● **Data rows**

-- Start --

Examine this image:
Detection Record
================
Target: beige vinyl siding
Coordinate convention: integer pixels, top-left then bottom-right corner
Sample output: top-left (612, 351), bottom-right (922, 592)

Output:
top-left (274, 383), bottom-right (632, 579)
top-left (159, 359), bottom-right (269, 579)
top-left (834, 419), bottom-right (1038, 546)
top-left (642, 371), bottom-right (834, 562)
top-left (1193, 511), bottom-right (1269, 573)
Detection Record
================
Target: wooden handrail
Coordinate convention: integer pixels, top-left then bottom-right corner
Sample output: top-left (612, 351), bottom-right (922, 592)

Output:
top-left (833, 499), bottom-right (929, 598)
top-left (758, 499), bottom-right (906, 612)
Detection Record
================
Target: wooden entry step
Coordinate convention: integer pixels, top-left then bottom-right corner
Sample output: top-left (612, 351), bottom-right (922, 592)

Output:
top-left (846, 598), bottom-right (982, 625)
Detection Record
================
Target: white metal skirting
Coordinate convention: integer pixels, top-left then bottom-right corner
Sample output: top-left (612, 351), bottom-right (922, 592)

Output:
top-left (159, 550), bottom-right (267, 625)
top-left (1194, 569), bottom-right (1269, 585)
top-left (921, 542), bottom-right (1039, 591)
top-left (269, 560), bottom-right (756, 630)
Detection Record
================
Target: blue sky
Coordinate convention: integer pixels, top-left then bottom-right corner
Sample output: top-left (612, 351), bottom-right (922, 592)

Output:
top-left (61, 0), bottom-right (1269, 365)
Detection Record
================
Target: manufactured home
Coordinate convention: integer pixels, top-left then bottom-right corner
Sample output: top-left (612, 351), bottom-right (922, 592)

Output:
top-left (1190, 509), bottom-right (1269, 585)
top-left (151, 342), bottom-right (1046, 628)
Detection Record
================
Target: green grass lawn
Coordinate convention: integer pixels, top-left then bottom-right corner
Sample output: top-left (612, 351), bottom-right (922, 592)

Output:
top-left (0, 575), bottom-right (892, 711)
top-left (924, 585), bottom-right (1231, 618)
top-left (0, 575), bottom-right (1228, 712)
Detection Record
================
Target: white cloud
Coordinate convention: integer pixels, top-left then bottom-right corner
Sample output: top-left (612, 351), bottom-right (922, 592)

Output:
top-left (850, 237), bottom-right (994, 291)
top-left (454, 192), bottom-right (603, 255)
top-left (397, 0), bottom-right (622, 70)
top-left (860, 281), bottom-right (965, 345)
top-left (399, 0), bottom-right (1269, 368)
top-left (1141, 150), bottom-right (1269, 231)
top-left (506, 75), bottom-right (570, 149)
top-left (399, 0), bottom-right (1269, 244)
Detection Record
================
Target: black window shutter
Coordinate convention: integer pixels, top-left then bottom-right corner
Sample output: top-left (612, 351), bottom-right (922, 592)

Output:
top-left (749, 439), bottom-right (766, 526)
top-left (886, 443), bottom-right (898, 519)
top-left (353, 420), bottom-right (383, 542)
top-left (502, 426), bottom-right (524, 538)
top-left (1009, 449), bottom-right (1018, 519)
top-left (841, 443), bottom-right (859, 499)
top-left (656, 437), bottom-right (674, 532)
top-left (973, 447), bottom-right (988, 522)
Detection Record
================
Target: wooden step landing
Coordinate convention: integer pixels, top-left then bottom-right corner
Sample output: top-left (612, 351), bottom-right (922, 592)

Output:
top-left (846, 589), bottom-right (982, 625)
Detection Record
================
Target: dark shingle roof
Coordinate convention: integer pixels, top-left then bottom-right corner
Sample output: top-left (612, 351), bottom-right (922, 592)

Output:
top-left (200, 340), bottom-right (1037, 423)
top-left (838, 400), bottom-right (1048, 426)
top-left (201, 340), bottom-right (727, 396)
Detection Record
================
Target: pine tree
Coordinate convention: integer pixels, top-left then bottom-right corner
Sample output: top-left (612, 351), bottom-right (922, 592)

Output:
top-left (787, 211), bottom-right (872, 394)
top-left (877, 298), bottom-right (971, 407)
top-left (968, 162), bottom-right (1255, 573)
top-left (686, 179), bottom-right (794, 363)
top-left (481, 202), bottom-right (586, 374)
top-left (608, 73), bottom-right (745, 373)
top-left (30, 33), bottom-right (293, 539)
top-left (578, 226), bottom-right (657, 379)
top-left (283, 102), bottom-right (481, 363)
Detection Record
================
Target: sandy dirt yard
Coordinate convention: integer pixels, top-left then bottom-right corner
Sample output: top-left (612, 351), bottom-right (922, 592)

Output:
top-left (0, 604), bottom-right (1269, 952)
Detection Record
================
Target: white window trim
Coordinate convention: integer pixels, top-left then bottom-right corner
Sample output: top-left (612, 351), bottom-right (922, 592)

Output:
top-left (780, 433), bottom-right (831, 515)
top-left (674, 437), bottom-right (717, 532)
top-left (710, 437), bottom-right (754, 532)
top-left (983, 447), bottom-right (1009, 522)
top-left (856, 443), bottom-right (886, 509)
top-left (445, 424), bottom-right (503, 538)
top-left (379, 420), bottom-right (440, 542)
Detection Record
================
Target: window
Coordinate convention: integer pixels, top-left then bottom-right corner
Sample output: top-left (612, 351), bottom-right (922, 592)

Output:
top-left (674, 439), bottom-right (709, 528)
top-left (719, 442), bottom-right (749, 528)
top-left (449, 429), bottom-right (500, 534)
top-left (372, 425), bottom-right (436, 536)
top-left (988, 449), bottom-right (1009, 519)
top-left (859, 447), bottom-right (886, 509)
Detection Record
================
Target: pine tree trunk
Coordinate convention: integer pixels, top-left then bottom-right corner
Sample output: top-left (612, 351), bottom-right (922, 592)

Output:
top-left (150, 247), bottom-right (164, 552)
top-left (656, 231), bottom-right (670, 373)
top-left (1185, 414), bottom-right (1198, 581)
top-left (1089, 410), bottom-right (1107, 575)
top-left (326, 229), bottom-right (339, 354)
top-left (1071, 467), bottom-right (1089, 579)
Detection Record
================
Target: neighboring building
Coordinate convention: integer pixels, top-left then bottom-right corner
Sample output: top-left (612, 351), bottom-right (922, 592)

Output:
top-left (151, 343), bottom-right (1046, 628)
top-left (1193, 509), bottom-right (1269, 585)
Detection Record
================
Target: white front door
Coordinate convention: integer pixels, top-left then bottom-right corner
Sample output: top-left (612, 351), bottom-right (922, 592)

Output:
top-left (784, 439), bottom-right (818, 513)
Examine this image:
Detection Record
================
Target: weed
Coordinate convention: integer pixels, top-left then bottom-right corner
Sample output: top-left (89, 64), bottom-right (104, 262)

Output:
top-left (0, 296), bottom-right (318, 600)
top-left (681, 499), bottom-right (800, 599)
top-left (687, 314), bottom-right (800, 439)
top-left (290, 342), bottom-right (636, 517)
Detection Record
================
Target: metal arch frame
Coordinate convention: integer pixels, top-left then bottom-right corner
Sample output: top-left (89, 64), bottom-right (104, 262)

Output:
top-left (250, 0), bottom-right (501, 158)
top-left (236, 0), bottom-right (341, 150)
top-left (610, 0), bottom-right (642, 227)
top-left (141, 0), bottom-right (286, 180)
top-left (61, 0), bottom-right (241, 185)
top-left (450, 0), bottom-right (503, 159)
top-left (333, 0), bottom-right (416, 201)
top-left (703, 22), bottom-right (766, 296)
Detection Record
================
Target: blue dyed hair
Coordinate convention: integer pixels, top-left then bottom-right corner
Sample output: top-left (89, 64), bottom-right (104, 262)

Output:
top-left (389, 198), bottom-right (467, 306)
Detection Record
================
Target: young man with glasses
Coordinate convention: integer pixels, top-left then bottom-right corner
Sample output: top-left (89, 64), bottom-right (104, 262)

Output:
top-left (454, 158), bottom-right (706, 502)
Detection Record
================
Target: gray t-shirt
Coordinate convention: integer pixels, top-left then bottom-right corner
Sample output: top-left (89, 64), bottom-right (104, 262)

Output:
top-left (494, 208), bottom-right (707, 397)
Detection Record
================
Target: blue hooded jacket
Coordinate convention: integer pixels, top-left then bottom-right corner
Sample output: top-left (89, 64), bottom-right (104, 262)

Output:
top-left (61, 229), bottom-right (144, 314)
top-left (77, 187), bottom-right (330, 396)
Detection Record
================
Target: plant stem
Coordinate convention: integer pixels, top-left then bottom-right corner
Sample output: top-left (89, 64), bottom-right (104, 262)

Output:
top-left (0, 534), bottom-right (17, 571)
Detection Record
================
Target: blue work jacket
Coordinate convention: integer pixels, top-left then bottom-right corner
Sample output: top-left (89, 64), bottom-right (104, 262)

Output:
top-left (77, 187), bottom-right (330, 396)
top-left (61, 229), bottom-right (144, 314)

-- End --

● **Written problem**
Copy verbatim everything from the first line of the rows down to the line containing "top-left (274, 383), bottom-right (632, 579)", including both of those lines.

● **Task result**
Examine this image:
Detection Record
================
Target: beige vinyl siding
Coordinate convention: integer pixels, top-left then bottom-right corner
Sample output: top-left (612, 351), bottom-right (922, 592)

Output:
top-left (274, 383), bottom-right (632, 579)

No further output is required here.